__TEXT BLOCK__
◆ ◆ ◆
Cohere Multilingual Embeddings

Most embedding models are trained primarily on English text and degrade on other languages. Cohere’s multilingual models are trained across 100+ languages and produce vectors where semantically similar text clusters together regardless of language. This means a query in Spanish can match a document written in French or Japanese.

This cross-language capability is essential for organizations serving international users, processing multilingual knowledge bases, or building customer support systems that need to retrieve answers across language boundaries.

Overview

Beluga AI’s Embedder interface in the rag/embedding package provides a uniform API for all embedding providers. Cohere registers as "cohere" in the global registry and is instantiated via the standard embedding.New factory. No Cohere-specific API is needed beyond configuration.

The recommended model is embed-multilingual-v3.0, which produces 1024-dimensional vectors and supports 100+ languages.

Prerequisites

Go 1.23 or later
Beluga AI framework installed
Cohere API key (obtain from cohere.com)

Installation

The Cohere embedding provider is included in the Beluga AI module. No additional dependencies are required beyond the framework itself.

Set your API key:

export COHERE_API_KEY="your-api-key"

The Embedder Interface

All embedding providers implement:

type Embedder interface {
    Embed(ctx context.Context, texts []string) ([][]float32, error)
    EmbedSingle(ctx context.Context, text string) ([]float32, error)
    Dimensions() int
}

Usage

Basic Multilingual Embeddings

Create a Cohere embedder via the registry and generate embeddings for text in multiple languages:

package main

import (
    "context"
    "fmt"
    "log"
    "os"

    "github.com/lookatitude/beluga-ai/config"
    "github.com/lookatitude/beluga-ai/rag/embedding"

    // Register the Cohere provider
    _ "github.com/lookatitude/beluga-ai/rag/embedding/providers/cohere"
)

func main() {
    ctx := context.Background()

    emb, err := embedding.New("cohere", config.ProviderConfig{
        APIKey: os.Getenv("COHERE_API_KEY"),
        Model:  "embed-multilingual-v3.0",
    })
    if err != nil {
        log.Fatal(err)
    }

    // Embed text in multiple languages
    texts := []string{
        "Machine learning is a subset of artificial intelligence.",  // English
        "L'apprentissage automatique est un sous-ensemble de l'IA.", // French
        "El aprendizaje automatico es un subconjunto de la IA.",     // Spanish
    }

    vectors, err := emb.Embed(ctx, texts)
    if err != nil {
        log.Fatal(err)
    }

    fmt.Printf("Generated %d embeddings of dimension %d\n", len(vectors), emb.Dimensions())
}

Single Text Embedding

For embedding a query or individual text:

vector, err := emb.EmbedSingle(ctx, "What is machine learning?")
if err != nil {
    log.Fatal(err)
◆ ◆ ◆
__LISTING__
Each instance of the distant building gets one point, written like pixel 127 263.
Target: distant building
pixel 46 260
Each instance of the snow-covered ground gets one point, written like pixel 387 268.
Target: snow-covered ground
◆ ◆ ◆
__DIRECTIVE 1__
In the Cohere embeddings page, how many dimensions do the vectors from embed-multilingual-v3.0 have?
__DIRECTIVE 2__
Repeat the part of the Cohere embeddings page that opens with the words containing "Most embedding models" and closes with "needed beyond configuration.".

__TASK SOLUTION 1__
1024

__TASK SOLUTION 2__
Most embedding models are trained primarily on English text and degrade on other languages. Cohere’s multilingual models are trained across 100+ languages and produce vectors where semantically similar text clusters together regardless of language. This means a query in Spanish can match a document written in French or Japanese.

This cross-language capability is essential for organizations serving international users, processing multilingual knowledge bases, or building customer support systems that need to retrieve answers across language boundaries.

Overview

Beluga AI’s Embedder interface in the rag/embedding package provides a uniform API for all embedding providers. Cohere registers as "cohere" in the global registry and is instantiated via the standard embedding.New factory. No Cohere-specific API is needed beyond configuration.